**GOAL:** Print every one of the rows below verbatim, with no alterations.

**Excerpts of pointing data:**
--

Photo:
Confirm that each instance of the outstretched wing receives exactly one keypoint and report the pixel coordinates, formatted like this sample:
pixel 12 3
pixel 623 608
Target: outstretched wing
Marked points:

--

**CORRECT RESULT:**
Photo:
Confirm that each instance of the outstretched wing receives exactly one keypoint and report the pixel coordinates, formatted like this sample:
pixel 12 3
pixel 623 608
Target: outstretched wing
Marked points:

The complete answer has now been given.